Re: Concerns regarding cross-origin copy/paste security from Adam Barth on 2012-02-07 (public-webapps@w3.org from January to March 2012)

From: Adam Barth <w3c@adambarth.com>
Date: Tue, 7 Feb 2012 15:05:54 -0800
To: "Hallvord R. M. Steen" <hallvord@opera.com>
Cc: public-webapps <public-webapps@w3.org>, Daniel Cheng <dcheng@chromium.org>, Ryosuke Niwa <rniwa@webkit.org>
Message-ID: <CAJE5ia8Y_Yvu_4MiaYdUGVz3Z7FVUZv8=RerNCRu+zpqqCwzbw@mail.gmail.com>

On Mon, May 16, 2011 at 8:41 PM, Hallvord R. M. Steen
<hallvord@opera.com> wrote:
> On Thu, 05 May 2011 06:46:55 +0900, Daniel Cheng <dcheng@chromium.org>
> wrote:
>
>> There was a recent discussion involving directly exposing the HTML
>> fragment
>> in a paste to a page, since we're doing the parsing anyway for security
>> reasons. I have some concerns regarding
>>
>> http://www.w3.org/TR/clipboard-apis/#cross-origin-copy-paste-of-source-code
>> though.
>>
>>> From my understanding, we are trying to protect against [1] hidden data
>>
>> being copied without a user's knowledge and [2] XSS via pasting hostile
>> HTML. In my opinion, the algorithm as written is either going to remove
>> too
>> much information or not enough. If it removes too much, the HTML paste is
>> effectively useless to a client app. If it doesn't remove enough, then the
>> client app is going to have to sanitize the HTML itself anyway.
>
> FWIW, my main concern was the hidden data aspect because it can be abused
> for cross-site request forgery if a malicious site by getting the user to
> copy and paste gets access to form anti-CSRF tokens and such.

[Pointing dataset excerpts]
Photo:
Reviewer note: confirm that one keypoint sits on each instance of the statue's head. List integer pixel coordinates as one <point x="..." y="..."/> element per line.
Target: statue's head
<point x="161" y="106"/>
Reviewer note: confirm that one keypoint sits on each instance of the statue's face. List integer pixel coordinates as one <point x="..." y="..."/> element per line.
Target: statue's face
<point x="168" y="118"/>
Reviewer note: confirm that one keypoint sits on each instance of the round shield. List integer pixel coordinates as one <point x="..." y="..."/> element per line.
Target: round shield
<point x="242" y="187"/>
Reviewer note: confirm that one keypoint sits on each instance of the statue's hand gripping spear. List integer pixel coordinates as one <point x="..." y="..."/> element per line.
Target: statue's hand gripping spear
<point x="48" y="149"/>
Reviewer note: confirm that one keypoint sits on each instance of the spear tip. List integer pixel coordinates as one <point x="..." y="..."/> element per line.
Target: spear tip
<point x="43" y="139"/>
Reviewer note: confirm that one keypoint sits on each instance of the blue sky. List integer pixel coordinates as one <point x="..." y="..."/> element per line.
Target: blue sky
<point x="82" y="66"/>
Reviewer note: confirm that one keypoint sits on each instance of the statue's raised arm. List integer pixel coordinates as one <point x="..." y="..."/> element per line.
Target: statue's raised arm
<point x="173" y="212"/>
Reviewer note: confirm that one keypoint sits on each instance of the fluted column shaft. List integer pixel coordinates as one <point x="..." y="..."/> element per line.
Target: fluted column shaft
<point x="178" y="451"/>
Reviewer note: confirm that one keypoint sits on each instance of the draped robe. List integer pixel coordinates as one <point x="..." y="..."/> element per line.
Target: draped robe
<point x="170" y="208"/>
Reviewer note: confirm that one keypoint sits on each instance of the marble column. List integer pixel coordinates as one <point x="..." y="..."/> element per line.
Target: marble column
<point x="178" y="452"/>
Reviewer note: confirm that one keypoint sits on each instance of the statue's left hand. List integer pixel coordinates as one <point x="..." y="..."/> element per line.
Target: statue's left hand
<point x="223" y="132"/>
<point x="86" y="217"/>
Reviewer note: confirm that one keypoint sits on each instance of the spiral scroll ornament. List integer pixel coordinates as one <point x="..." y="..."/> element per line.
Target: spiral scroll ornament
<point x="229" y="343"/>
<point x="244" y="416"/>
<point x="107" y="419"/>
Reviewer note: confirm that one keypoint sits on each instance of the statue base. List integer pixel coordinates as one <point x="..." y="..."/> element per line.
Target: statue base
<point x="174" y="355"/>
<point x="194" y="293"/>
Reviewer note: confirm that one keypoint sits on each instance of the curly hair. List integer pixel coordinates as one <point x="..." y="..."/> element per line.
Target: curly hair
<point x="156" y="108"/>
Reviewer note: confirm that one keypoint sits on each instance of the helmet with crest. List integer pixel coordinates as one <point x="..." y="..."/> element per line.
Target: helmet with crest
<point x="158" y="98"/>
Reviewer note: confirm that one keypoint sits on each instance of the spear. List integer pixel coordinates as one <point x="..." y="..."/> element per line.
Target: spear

Task →
Render this sentence from the mailing-list message on cross-origin copy/paste into Spanish: "If it removes too much, the HTML paste is effectively useless to a client app."

Finished exercise →
Si elimina demasiado, el pegado de HTML resulta prácticamente inútil para una aplicación cliente.